Brief a → Write out the stretch of the passage on juror strike modeling from "We see that AUC" through "in the dataset.".

Passage given →
We see that is_black is among the 14 features selected in the best model, in addition to other variables such as know_def (juror has prior familiarity with defendant through either personal or professional channels) and fam_accused (the juror has friends or family accused of being involved in criminal activity). This reaffirms the finding of the previous analysis that is_black is a useful feature in the logistic regression model for predicting the probability of strike.

IAI.score(ofs_grid, X_test, y_test, criterion=:auc)

The model also has strong predictive performance, with an out-of-sample AUC of 0.826.

To augment these findings, we can visualize the variable importance across all sparsity levels. The importance is normalized so the most important variable has a value of 1 at each sparsity. The variables are incrementally included from the bottom as they become selected under higher sparsity.

using Plots
plot(ofs_grid, type=:importance, size=(600, 600))

We can see that is_black is evaluated as the most important variable for every level of sparsity, which demonstrates that it has roughly the same predictive power regardless of what other features are added. This gives evidence that it is capturing signal not present in the other variables.

To further confirm that the race of the juror being black is important in explaining the strike decision, we can build a model without the race variables and compare the performance:

ofs_grid_no_race = IAI.GridSearch(
IAI.fit_cv!(ofs_grid_no_race, select(X_train, Not([:is_black, :same_race])),
            y_train, validation_criterion=:auc)

IAI.score(ofs_grid_no_race, X_test, y_test, criterion=:auc)

We see that AUC falls by around 12% when we remove race from the model, a very strong indication that the race being black is highly explanatory to being struck, and that we cannot proxy this signal using other features in the dataset.

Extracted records
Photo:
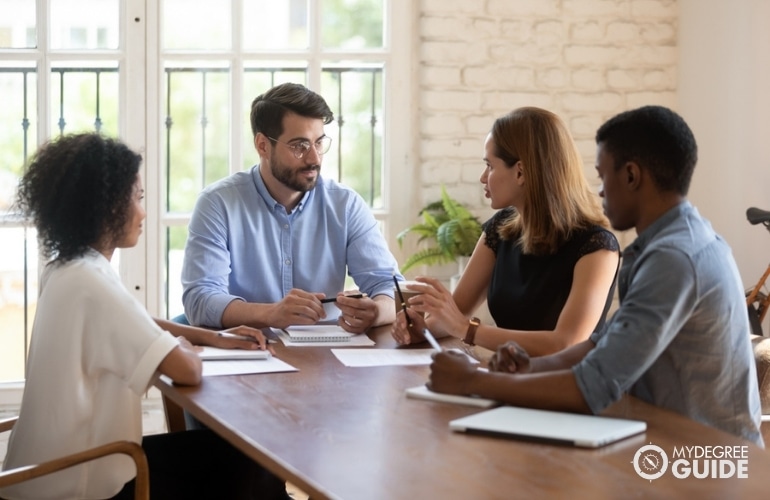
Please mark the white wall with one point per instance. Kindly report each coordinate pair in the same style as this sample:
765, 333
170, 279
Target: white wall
585, 60
724, 94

Brief b → Substitute "pale wall" for "white wall" throughout the extracted records, keeping everything else unchanged. Leave the pictures out of your answer.

Problem solution a →
We see that AUC falls by around 12% when we remove race from the model, a very strong indication that the race being black is highly explanatory to being struck, and that we cannot proxy this signal using other features in the dataset.

Problem solution b →
Photo:
Please mark the pale wall with one point per instance. Kindly report each coordinate pair in the same style as this sample:
765, 333
170, 279
Target: pale wall
585, 60
724, 94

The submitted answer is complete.